** Opening Page text block **

TOKYO (Reuters) – Japanese Prime Minister Fumio Kishida said on Thursday that the government will spend more than 17 trillion yen ($113 billion) on a package of measures to cushion the economic blow from inflation, which will include tax cuts.
To finance part of the spending, the government will prepare a supplementary budget for the current fiscal year worth 13.1 trillion yen, Kishida told reporters.
Including local government spending and state-backed loans, the size of the package will reach 21.8 trillion yen.
Kishida said at a meeting of government and ruling party executives on Thursday that “the Japanese economy is witnessing a great open opportunity to move to a new stage for the first time in three decades” as it emerges from the downturn.
“That’s why we need to help companies boost profitability and earn revenue to boost wages,” he said.
Reuters reported on Wednesday that the government is considering spending more than 17 trillion yen on the package, which would include temporary cuts in income and residential taxes as well as subsidies to reduce gasoline and utility bills.
Inflation, fueled by rising raw material costs, has remained above the central bank’s 2% target for more than a year, weighing on consumption and casting doubt on the outlook for an economy that is lagging in recovering from the scars left by Covid-19.
The high cost of living is partly to blame for Kishida’s low approval ratings, which has increased pressure on the prime minister to take steps to ease the pain for families.
With wage increases proving too slow to offset rising prices, Kishida said the government would cushion the blow by returning some of the expected increase in tax revenues generated by strong economic growth to households.

** Closing Page text block **

[Instructions]
(1) From the Reuters report, reproduce the passage that begins at the words "To finance part" and stops after "and utility bills.", changing "package" to "plan".
(2) List each distinct yen amount that the Reuters report gives.
(3) Answer these questions using the Reuters report:
(a) How much is the supplementary budget for the current fiscal year worth?
(b) What is the central bank's inflation target?
(c) On what day did Reuters report that the government was considering spending more than 17 trillion yen?
The lines below have no connection to the Reuters report.

** Opening Collected material block **

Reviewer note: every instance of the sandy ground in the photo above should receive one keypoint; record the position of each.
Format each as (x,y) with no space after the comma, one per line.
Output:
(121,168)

** Closing Collected material block **

[Answers by task]
(1)
To finance part of the spending, the government will prepare a supplementary budget for the current fiscal year worth 13.1 trillion yen, Kishida told reporters.
Including local government spending and state-backed loans, the size of the plan will reach 21.8 trillion yen.
Kishida said at a meeting of government and ruling party executives on Thursday that “the Japanese economy is witnessing a great open opportunity to move to a new stage for the first time in three decades” as it emerges from the downturn.
“That’s why we need to help companies boost profitability and earn revenue to boost wages,” he said.
Reuters reported on Wednesday that the government is considering spending more than 17 trillion yen on the plan, which would include temporary cuts in income and residential taxes as well as subsidies to reduce gasoline and utility bills.

(2)
17 trillion yen
13.1 trillion yen
21.8 trillion yen

(3)
(a) 13.1 trillion yen
(b) 2%
(c) Wednesday